• [Data extracts]
§

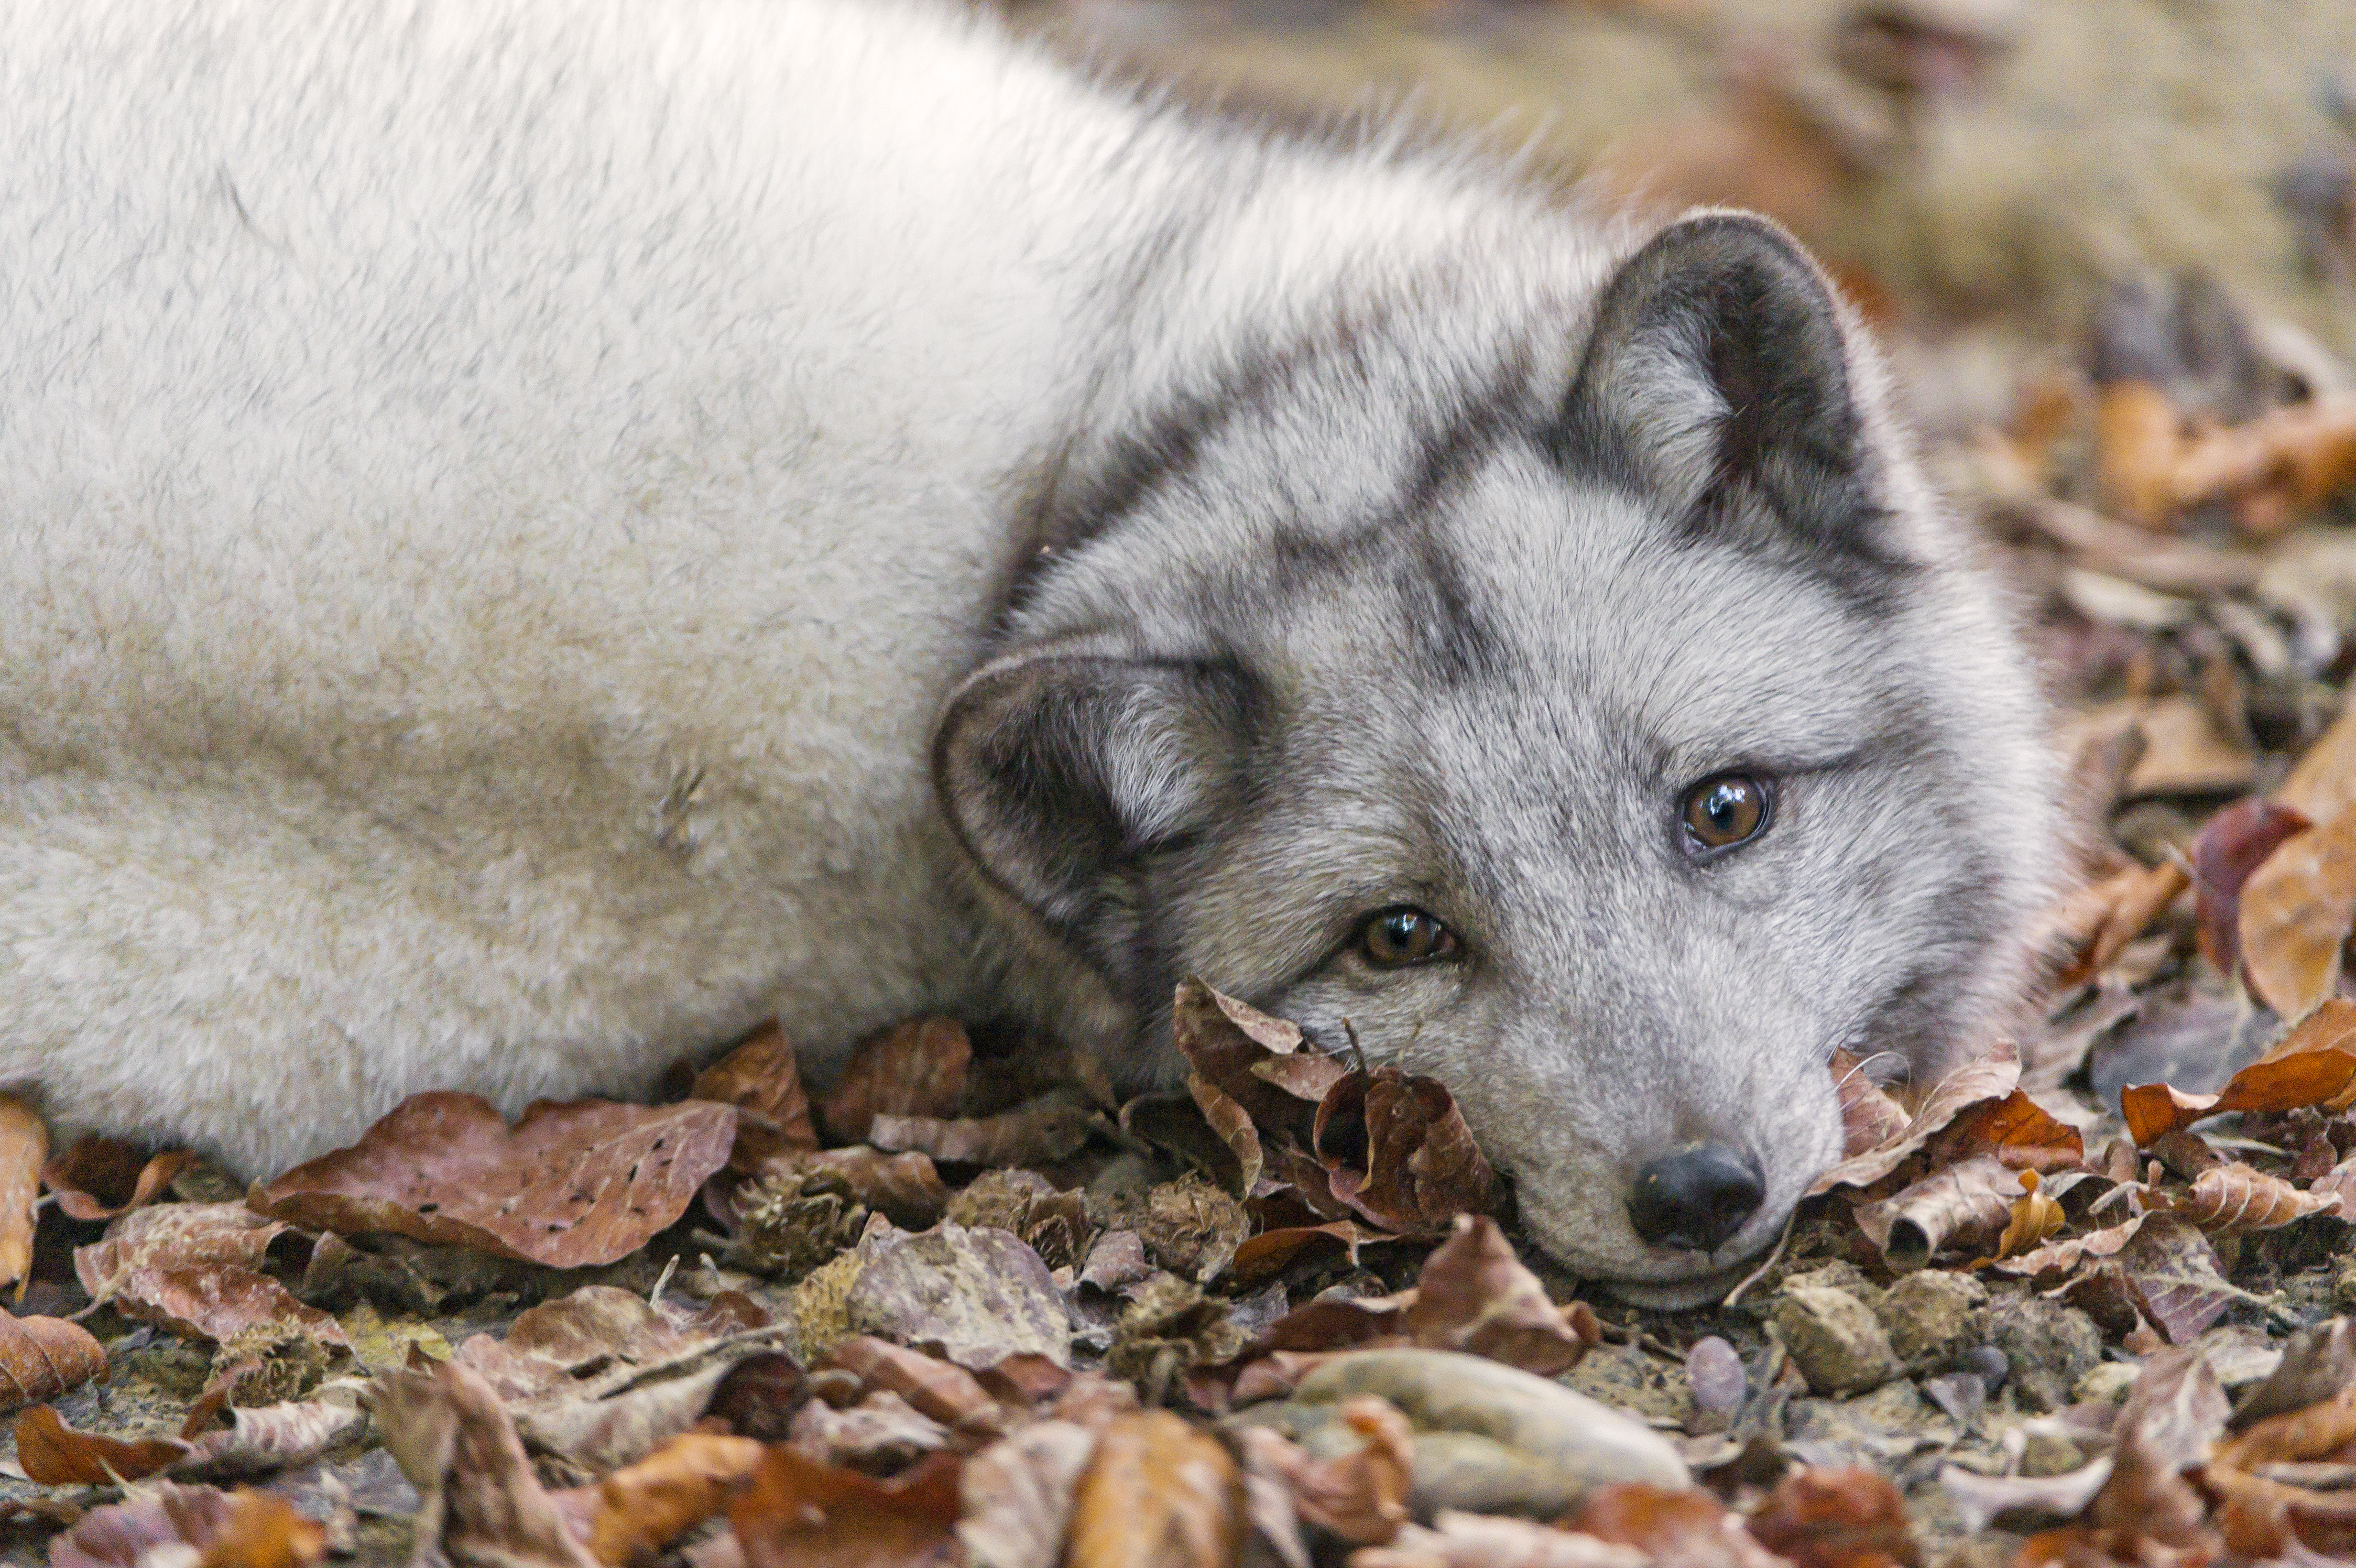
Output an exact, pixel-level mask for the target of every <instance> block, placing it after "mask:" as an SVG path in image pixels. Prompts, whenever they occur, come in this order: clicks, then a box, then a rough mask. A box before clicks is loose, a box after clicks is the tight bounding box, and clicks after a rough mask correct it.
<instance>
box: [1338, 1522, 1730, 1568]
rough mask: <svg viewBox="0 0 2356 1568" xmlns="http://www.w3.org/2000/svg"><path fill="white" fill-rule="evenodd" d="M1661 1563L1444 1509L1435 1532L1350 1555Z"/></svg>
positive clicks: (1630, 1563) (1532, 1527)
mask: <svg viewBox="0 0 2356 1568" xmlns="http://www.w3.org/2000/svg"><path fill="white" fill-rule="evenodd" d="M1656 1563H1661V1566H1663V1568H1668V1563H1670V1559H1654V1556H1652V1554H1649V1552H1640V1549H1637V1547H1621V1544H1614V1542H1607V1540H1595V1537H1593V1535H1583V1533H1576V1530H1562V1528H1557V1526H1541V1523H1531V1521H1527V1519H1498V1516H1496V1514H1458V1511H1456V1509H1440V1514H1437V1516H1432V1523H1430V1528H1423V1526H1407V1528H1404V1530H1399V1535H1397V1537H1395V1540H1392V1542H1390V1544H1388V1547H1359V1549H1357V1552H1352V1554H1350V1568H1654V1566H1656ZM1677 1568H1685V1566H1682V1563H1677ZM1699 1568H1708V1563H1701V1566H1699Z"/></svg>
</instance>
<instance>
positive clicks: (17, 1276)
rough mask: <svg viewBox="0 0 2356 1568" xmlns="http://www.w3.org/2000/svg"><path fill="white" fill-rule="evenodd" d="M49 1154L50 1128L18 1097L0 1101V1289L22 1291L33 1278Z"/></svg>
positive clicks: (2, 1098)
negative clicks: (47, 1159)
mask: <svg viewBox="0 0 2356 1568" xmlns="http://www.w3.org/2000/svg"><path fill="white" fill-rule="evenodd" d="M47 1154H49V1125H47V1123H45V1121H42V1118H40V1114H35V1111H33V1107H28V1104H26V1102H24V1099H19V1097H16V1095H0V1285H16V1300H19V1302H21V1300H24V1285H26V1281H28V1278H31V1274H33V1227H35V1224H38V1222H40V1212H38V1210H35V1208H33V1201H35V1198H38V1196H40V1168H42V1161H45V1158H47Z"/></svg>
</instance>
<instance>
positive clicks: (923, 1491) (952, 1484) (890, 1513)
mask: <svg viewBox="0 0 2356 1568" xmlns="http://www.w3.org/2000/svg"><path fill="white" fill-rule="evenodd" d="M957 1486H959V1460H957V1457H954V1455H945V1453H938V1455H933V1457H928V1460H924V1462H921V1464H916V1469H912V1471H907V1474H905V1476H900V1479H898V1481H874V1479H872V1476H862V1474H858V1471H851V1469H834V1467H832V1464H820V1462H815V1460H810V1457H806V1455H799V1453H794V1450H792V1448H782V1446H775V1448H770V1450H768V1453H766V1455H763V1457H761V1467H759V1469H754V1474H752V1481H749V1483H747V1486H744V1488H740V1490H737V1493H735V1497H733V1500H730V1502H728V1523H730V1526H733V1528H735V1537H737V1540H740V1542H742V1547H744V1568H931V1566H935V1563H938V1566H940V1568H947V1566H949V1563H952V1561H954V1554H957V1537H954V1533H952V1530H954V1528H957Z"/></svg>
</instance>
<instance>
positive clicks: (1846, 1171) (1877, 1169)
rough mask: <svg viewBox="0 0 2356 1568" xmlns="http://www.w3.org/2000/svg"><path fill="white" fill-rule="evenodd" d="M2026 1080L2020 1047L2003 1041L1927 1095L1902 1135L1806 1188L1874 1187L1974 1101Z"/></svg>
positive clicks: (1933, 1136)
mask: <svg viewBox="0 0 2356 1568" xmlns="http://www.w3.org/2000/svg"><path fill="white" fill-rule="evenodd" d="M2019 1081H2021V1052H2019V1050H2017V1048H2014V1045H2012V1041H1998V1043H1996V1048H1993V1050H1988V1055H1984V1057H1979V1059H1977V1062H1965V1064H1963V1067H1958V1069H1955V1071H1951V1074H1948V1076H1946V1078H1941V1081H1939V1083H1937V1085H1932V1090H1930V1095H1925V1097H1922V1107H1920V1109H1918V1111H1915V1114H1913V1121H1908V1123H1906V1130H1904V1132H1899V1135H1897V1137H1892V1140H1887V1142H1882V1144H1878V1147H1873V1149H1866V1151H1864V1154H1854V1156H1849V1158H1845V1161H1840V1163H1838V1165H1833V1168H1831V1170H1826V1172H1824V1175H1819V1177H1816V1180H1814V1182H1809V1187H1807V1194H1805V1196H1809V1198H1814V1196H1816V1194H1821V1191H1833V1189H1835V1187H1871V1184H1873V1182H1880V1180H1882V1177H1885V1175H1890V1172H1892V1170H1897V1168H1899V1165H1904V1163H1906V1158H1908V1156H1913V1154H1915V1151H1918V1149H1922V1147H1925V1144H1927V1142H1930V1140H1932V1137H1937V1135H1939V1132H1946V1128H1948V1125H1951V1123H1953V1121H1955V1118H1958V1116H1963V1111H1967V1109H1972V1107H1981V1104H1988V1102H2003V1099H2005V1097H2007V1095H2012V1090H2014V1088H2017V1085H2019Z"/></svg>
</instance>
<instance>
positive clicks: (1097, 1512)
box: [1065, 1410, 1242, 1568]
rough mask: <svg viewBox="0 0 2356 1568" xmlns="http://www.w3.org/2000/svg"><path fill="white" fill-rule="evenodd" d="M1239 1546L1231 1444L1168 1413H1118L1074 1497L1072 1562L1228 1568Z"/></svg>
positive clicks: (1233, 1472) (1070, 1537) (1240, 1496)
mask: <svg viewBox="0 0 2356 1568" xmlns="http://www.w3.org/2000/svg"><path fill="white" fill-rule="evenodd" d="M1239 1542H1242V1476H1239V1474H1237V1467H1235V1460H1232V1457H1227V1450H1225V1448H1223V1446H1220V1443H1218V1441H1216V1439H1213V1436H1211V1434H1209V1431H1197V1429H1194V1427H1187V1424H1185V1422H1183V1420H1178V1417H1176V1415H1171V1413H1169V1410H1140V1413H1136V1415H1121V1417H1114V1420H1112V1422H1110V1424H1107V1427H1105V1431H1103V1434H1100V1436H1098V1441H1096V1455H1093V1457H1091V1462H1088V1469H1086V1471H1084V1474H1081V1481H1079V1495H1077V1497H1074V1502H1072V1535H1070V1547H1067V1556H1065V1561H1067V1563H1070V1568H1227V1563H1232V1561H1235V1554H1237V1547H1239Z"/></svg>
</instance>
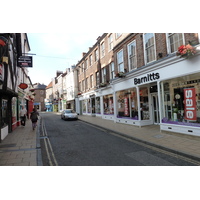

§

• [Try it] Find the lines above that contain "rough" and report their number, without comment.

• [Response to the task] 5